WHAT TO DO: Reproduce the listing below in full and without alteration, apart from its pictures.

Collected data
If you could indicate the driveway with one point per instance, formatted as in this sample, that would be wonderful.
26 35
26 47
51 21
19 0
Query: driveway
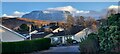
60 50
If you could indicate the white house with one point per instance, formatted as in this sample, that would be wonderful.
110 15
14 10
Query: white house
82 34
8 35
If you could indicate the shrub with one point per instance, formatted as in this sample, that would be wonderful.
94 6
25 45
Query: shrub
90 44
26 46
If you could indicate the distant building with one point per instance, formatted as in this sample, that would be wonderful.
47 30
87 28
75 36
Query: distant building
8 35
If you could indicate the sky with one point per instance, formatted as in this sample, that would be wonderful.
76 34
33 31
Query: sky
10 8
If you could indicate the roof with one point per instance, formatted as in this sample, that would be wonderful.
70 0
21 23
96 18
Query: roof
12 31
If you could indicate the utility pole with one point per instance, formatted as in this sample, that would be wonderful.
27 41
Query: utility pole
30 31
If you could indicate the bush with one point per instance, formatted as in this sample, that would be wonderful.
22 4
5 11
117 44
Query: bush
26 46
90 44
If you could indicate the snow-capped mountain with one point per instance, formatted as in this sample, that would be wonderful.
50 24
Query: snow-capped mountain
51 15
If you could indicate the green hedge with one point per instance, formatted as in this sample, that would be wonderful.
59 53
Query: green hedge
26 46
90 44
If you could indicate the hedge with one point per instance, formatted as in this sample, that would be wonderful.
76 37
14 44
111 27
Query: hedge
26 46
90 44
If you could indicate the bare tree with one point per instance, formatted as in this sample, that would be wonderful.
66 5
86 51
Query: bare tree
80 21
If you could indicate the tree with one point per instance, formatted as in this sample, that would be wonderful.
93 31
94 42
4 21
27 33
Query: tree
109 33
88 22
70 21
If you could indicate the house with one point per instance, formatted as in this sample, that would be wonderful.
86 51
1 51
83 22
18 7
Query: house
82 34
8 35
60 35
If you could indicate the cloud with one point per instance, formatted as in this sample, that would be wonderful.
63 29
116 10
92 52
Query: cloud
114 7
68 8
15 14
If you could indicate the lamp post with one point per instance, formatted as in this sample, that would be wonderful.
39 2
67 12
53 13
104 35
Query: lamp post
30 31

ANSWER TO THIS EXERCISE:
If you could indicate the driveway with one point per instance, formatted as in this sample, that would be wonderful.
26 35
26 47
51 21
19 0
Query: driveway
60 50
If you could indicate the white house with one point per instance, formatted as in this sample, that would be wonderful.
110 15
14 10
Query: white house
82 34
8 35
If you could indicate the shrub with one point per instance, formatted as in this sample, that would be wonderful.
94 6
25 45
Query: shrub
90 44
26 46
If you could indicate the distant building with one point per instance, formatted as in this sample, that would be wonderful.
47 30
87 28
75 36
Query: distant building
8 35
If you could indicate the sky with one point per instance, formatted as in this sample, that would be wonderful.
76 34
33 31
Query: sky
10 8
If you could indicate the roof with one point per instance, formatted as in this sample, that would be wonderful.
70 0
21 23
96 18
Query: roof
12 31
If you could indicate the utility pole with one point per instance, formatted as in this sample, that would be wonderful.
27 41
Query: utility pole
30 31
If you could indicate the bush with one point per instance, formatted as in this sample, that would be wonderful.
22 4
5 11
117 44
Query: bush
26 46
90 44
If you could indicate the snow-capped mountain with one point per instance, formatted as in this sample, that would be wonderful.
50 24
Query: snow-capped mountain
51 15
If you could indicate the green hedge with one point per instance, formatted as in this sample, that would be wonderful.
59 53
Query: green hedge
26 46
90 44
If you could indicate the hedge with one point per instance, formatted as in this sample, that would be wonderful.
76 37
14 44
111 27
Query: hedge
26 46
90 44
If you could indicate the bare tree with one point per instance, formatted as in this sample, that would be wonderful.
66 5
86 51
Query: bare tree
80 21
If you could indicate the tree with one point per instance, formatted as in this sample, that would be wonderful.
93 31
94 42
4 21
27 33
Query: tree
109 33
88 22
70 21
If you could indicate the house with one point per instance, formatted as in this sample, that would be wonderful.
86 51
1 51
83 22
18 7
Query: house
82 34
8 35
60 35
If you could indicate the cloud with one point per instance, formatted as in this sample, that would be wonderful.
63 29
116 10
92 52
Query: cloud
114 7
68 8
15 14
If you could indicate the lamp post with one point per instance, formatted as in this sample, that would be wonderful.
39 2
67 12
53 13
104 35
Query: lamp post
30 31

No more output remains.